- _SOURCE RECORDS_
########################################

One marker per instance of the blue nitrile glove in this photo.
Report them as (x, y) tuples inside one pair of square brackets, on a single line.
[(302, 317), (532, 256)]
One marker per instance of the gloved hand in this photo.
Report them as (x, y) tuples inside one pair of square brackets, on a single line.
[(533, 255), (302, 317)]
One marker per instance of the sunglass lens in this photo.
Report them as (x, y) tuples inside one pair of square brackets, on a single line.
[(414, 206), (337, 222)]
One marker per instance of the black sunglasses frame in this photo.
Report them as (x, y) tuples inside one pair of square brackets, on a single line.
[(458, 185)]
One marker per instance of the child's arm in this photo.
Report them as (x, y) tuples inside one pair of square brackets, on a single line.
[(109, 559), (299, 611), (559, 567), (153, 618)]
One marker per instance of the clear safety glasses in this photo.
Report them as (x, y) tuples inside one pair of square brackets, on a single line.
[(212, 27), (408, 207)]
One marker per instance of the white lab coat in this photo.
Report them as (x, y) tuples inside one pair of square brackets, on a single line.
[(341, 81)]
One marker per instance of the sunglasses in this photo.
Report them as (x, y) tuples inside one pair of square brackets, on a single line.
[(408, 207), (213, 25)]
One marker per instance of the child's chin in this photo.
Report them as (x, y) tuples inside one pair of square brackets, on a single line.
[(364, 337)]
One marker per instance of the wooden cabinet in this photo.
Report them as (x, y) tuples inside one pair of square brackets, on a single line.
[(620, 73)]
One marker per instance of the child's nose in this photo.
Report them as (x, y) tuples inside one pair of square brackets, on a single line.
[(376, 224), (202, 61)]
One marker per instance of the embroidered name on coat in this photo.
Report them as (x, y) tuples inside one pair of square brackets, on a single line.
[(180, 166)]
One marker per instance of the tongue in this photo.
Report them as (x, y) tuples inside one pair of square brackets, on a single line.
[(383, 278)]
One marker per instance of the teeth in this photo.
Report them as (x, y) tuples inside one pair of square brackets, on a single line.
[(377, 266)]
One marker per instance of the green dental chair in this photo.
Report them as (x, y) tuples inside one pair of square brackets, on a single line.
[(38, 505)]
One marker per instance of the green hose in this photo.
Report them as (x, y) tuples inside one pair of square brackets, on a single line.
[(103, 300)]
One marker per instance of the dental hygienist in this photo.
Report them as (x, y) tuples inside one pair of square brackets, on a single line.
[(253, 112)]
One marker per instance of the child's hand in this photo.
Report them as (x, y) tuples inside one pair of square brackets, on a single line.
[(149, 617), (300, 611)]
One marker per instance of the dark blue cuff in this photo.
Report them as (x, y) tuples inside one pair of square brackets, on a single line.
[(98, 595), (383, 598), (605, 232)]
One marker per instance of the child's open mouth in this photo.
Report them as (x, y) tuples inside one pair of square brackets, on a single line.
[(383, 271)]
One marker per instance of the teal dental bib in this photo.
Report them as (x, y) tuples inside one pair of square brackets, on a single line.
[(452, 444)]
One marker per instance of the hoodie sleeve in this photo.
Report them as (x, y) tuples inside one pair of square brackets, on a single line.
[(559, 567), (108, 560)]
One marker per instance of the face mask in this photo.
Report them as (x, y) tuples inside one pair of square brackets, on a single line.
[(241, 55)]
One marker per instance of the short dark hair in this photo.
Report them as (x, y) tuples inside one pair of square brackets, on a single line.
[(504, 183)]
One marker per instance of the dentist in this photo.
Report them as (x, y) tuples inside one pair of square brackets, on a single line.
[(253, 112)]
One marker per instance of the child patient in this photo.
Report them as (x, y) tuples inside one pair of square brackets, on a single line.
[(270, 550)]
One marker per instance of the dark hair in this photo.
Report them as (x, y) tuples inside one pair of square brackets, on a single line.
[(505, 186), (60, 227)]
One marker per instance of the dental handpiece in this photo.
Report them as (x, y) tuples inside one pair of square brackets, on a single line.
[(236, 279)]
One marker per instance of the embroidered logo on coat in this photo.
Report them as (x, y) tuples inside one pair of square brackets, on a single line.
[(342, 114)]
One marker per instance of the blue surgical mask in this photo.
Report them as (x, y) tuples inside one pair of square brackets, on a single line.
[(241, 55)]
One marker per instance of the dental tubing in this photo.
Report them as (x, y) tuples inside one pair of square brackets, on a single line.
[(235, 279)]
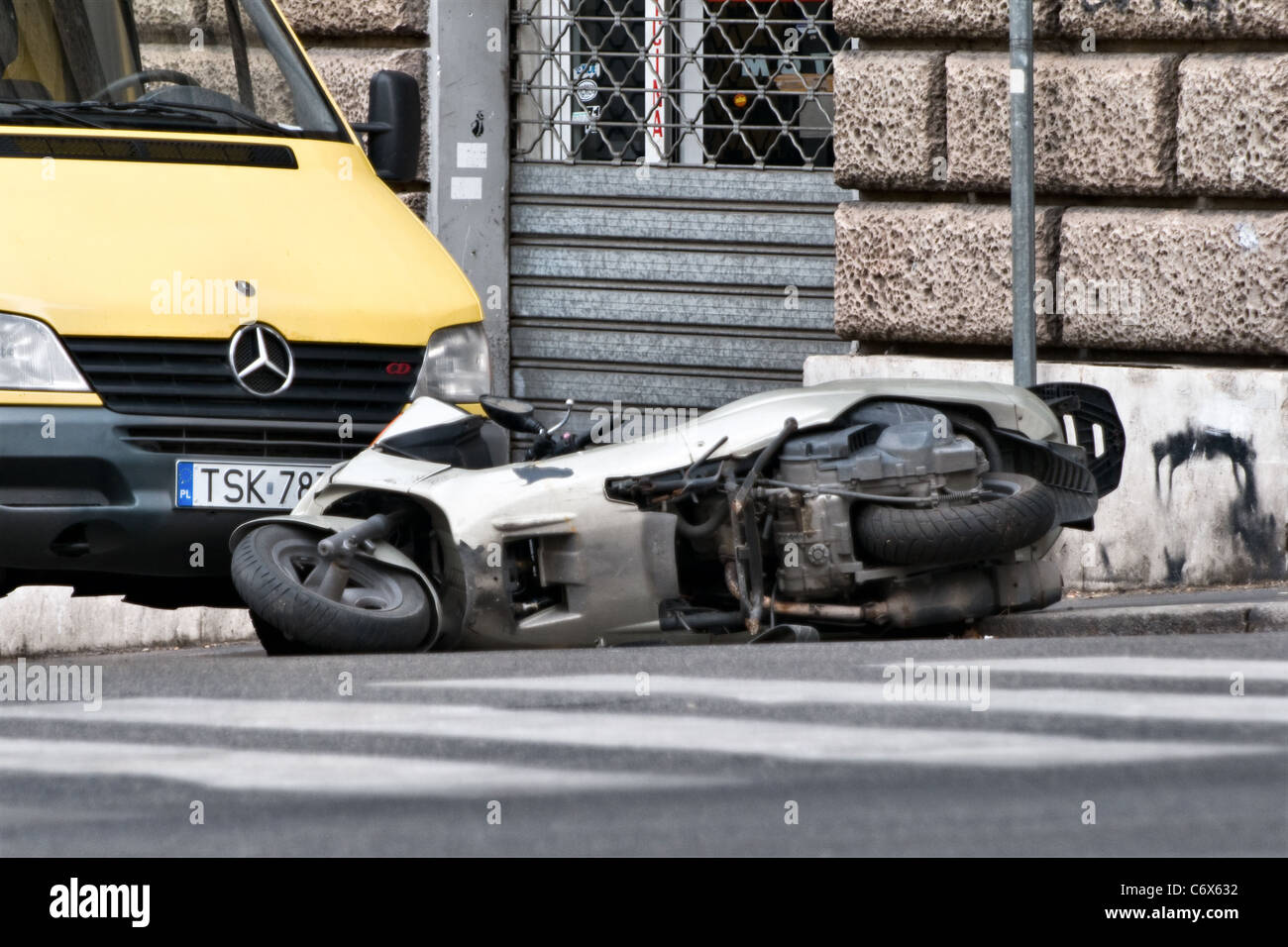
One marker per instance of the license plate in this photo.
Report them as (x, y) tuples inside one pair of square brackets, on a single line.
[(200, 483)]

########################################

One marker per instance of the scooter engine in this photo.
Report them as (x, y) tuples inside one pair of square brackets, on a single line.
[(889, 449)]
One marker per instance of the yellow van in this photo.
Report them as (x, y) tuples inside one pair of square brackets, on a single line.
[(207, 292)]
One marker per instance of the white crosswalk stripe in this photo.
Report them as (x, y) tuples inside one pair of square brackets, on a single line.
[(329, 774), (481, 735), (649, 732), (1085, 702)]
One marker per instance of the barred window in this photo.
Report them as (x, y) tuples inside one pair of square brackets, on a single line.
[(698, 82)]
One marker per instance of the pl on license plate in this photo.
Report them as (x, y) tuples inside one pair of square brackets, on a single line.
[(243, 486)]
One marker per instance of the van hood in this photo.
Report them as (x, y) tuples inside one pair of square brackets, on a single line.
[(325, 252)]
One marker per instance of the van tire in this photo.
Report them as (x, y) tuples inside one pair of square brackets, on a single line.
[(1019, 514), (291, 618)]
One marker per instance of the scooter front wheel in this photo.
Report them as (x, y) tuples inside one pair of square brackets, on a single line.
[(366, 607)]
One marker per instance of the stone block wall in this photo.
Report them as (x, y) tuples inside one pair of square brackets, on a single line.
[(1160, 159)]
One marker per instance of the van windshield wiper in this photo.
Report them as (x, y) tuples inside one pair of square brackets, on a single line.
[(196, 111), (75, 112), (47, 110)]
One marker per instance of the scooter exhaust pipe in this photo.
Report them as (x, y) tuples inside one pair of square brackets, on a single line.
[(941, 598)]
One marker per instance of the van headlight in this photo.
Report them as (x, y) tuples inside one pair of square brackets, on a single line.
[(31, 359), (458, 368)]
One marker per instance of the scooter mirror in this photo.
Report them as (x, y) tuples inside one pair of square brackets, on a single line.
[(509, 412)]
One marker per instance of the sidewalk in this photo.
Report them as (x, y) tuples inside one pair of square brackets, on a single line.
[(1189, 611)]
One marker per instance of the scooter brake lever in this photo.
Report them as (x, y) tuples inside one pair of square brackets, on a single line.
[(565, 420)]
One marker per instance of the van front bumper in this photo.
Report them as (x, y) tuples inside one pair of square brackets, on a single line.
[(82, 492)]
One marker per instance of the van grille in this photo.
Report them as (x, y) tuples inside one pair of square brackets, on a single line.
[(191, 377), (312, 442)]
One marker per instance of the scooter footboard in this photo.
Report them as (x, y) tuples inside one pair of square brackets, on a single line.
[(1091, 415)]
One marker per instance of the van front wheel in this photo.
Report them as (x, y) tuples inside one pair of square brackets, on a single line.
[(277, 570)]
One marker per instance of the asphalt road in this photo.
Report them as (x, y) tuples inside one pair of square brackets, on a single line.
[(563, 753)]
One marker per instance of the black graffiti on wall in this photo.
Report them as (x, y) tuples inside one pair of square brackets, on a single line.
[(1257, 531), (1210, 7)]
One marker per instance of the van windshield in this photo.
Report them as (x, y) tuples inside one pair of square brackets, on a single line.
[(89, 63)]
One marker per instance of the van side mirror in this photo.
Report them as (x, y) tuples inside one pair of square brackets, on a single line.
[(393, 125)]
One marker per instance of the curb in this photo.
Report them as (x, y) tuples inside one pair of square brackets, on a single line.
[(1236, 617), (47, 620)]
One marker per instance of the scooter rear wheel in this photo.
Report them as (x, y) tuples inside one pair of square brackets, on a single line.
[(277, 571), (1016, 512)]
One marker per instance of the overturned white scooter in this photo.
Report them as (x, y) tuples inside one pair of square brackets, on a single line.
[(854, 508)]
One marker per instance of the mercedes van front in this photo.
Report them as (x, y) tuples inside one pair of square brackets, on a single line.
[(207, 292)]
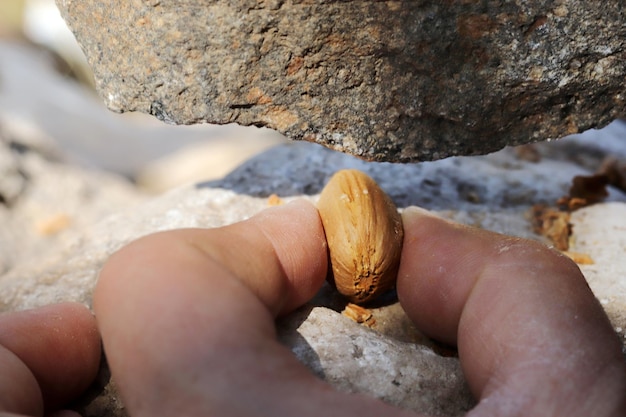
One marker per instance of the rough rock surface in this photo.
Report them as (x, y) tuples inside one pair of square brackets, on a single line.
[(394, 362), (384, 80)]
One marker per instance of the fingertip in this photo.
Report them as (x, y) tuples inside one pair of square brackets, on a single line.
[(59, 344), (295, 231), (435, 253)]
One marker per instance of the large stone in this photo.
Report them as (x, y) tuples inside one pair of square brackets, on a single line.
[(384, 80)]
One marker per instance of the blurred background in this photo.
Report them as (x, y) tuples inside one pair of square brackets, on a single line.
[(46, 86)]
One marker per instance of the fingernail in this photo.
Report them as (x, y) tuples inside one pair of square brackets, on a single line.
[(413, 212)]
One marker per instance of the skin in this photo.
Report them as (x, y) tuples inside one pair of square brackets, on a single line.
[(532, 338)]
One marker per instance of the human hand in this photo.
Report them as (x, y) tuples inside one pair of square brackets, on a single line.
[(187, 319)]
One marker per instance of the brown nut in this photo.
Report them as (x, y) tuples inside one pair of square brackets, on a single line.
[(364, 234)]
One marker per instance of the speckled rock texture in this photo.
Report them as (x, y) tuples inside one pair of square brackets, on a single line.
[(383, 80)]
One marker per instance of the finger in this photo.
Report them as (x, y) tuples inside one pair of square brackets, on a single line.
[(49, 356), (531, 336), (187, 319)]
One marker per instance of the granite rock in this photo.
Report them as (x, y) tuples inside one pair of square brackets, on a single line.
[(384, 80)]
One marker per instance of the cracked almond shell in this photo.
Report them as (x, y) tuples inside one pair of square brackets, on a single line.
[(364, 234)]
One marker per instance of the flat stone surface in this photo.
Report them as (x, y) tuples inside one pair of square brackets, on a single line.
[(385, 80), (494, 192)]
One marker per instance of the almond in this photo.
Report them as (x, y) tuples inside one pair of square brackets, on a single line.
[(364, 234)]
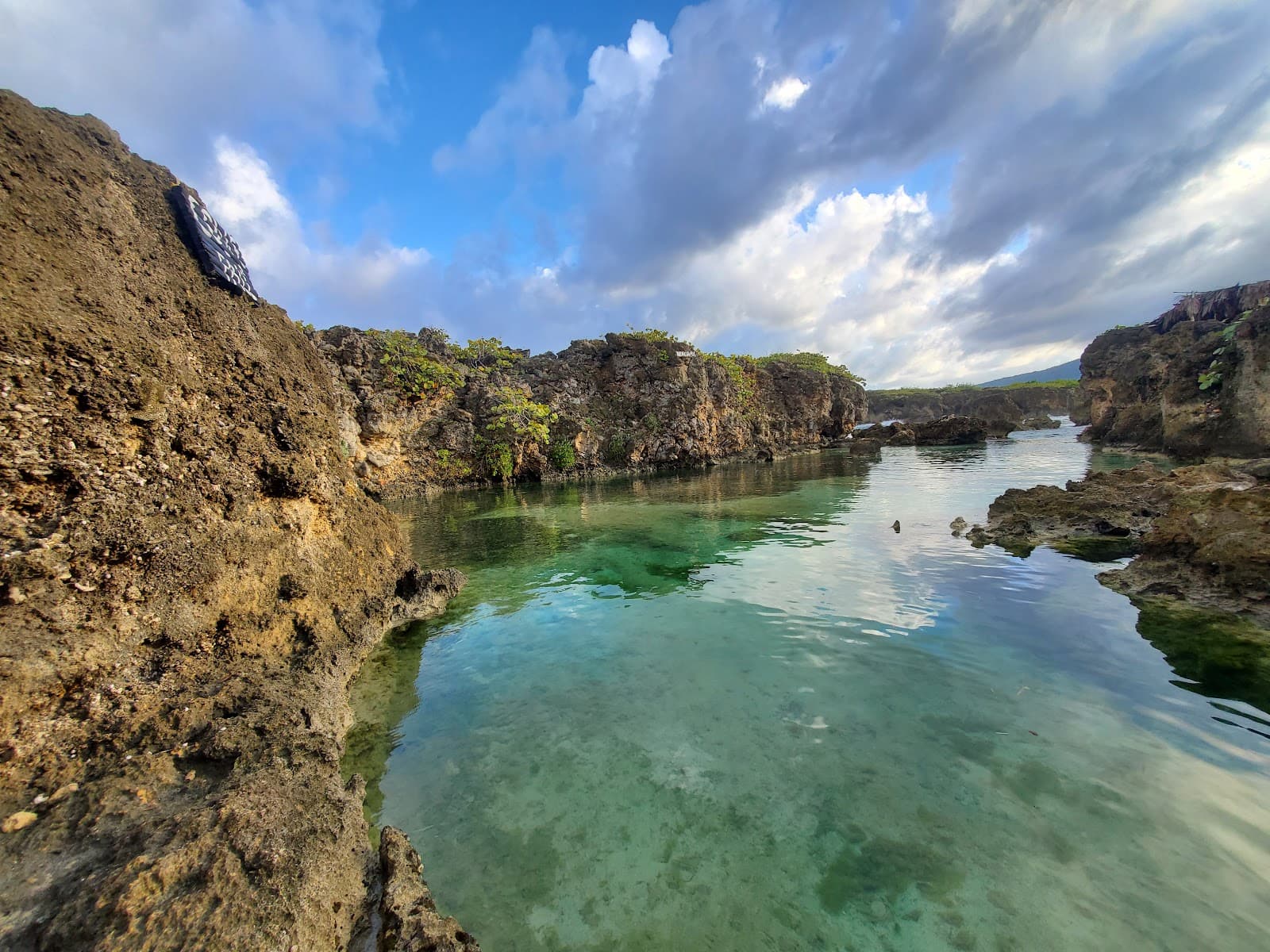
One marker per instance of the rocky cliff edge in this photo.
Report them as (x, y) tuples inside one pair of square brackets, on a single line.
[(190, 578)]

########################################

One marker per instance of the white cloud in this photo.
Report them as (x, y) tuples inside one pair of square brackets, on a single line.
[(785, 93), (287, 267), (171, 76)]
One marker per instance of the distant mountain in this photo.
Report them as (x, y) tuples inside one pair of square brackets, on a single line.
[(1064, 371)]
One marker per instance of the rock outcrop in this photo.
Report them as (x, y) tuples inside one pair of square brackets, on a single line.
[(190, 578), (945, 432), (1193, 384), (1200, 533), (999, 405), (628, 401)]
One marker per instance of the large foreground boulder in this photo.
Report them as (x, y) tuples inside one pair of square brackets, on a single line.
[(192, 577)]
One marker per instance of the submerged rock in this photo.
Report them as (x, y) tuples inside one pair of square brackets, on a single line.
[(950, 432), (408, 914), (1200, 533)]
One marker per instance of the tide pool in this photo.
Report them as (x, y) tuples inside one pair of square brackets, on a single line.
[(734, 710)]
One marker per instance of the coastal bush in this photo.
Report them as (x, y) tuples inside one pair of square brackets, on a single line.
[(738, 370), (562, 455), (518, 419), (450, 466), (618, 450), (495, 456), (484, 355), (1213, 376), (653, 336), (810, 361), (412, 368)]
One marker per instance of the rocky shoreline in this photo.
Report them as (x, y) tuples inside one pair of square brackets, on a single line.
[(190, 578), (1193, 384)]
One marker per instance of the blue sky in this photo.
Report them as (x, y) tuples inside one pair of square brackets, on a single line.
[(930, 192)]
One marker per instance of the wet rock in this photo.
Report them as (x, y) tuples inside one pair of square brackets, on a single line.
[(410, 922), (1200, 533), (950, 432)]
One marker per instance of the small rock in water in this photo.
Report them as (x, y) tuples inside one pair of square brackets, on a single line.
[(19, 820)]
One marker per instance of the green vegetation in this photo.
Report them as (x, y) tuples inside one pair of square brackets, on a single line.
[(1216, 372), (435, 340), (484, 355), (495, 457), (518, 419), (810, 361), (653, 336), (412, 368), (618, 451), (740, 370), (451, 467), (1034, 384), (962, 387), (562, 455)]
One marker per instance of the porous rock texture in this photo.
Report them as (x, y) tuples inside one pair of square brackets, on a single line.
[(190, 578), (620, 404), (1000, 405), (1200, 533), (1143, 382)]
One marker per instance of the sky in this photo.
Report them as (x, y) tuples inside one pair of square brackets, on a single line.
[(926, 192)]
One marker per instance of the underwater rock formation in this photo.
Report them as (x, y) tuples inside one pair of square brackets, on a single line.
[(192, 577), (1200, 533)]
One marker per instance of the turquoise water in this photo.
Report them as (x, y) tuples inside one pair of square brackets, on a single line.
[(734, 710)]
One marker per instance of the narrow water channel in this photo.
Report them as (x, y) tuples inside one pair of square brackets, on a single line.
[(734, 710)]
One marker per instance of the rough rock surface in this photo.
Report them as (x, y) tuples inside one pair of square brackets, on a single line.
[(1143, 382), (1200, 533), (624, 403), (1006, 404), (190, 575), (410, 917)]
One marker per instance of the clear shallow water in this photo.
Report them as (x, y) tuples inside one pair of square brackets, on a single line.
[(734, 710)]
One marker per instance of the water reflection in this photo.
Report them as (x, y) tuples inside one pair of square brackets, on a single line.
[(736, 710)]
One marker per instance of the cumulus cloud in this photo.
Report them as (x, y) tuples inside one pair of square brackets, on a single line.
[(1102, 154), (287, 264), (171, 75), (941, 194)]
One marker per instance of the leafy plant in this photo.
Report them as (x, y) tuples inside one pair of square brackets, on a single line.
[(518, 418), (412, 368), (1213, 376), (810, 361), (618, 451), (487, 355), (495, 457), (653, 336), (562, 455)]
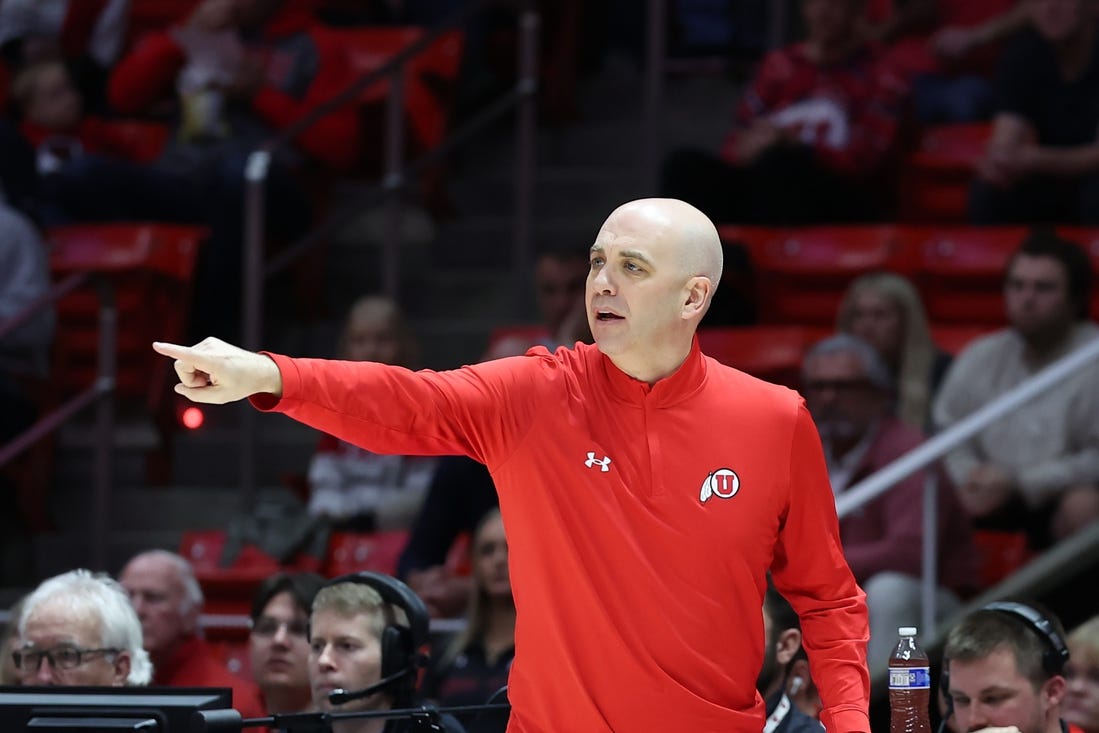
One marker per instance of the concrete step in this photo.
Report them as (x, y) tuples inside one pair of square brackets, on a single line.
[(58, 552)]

########################################

- _EXERCISE_
Could you swap "marker" for "point" in the records, starting with the line that contains "One marker per instance of the blue nitrile" and going on through the line that contains "[(302, 317), (532, 256)]", and give back only those lines, otherwise unchanged?

- _REPLY TO THE TASK_
One point per instance of the blue nitrile glove in this photo.
Report them as (x, y) tuples inside one pair of square brackets, on a single line.
[(302, 317), (532, 256)]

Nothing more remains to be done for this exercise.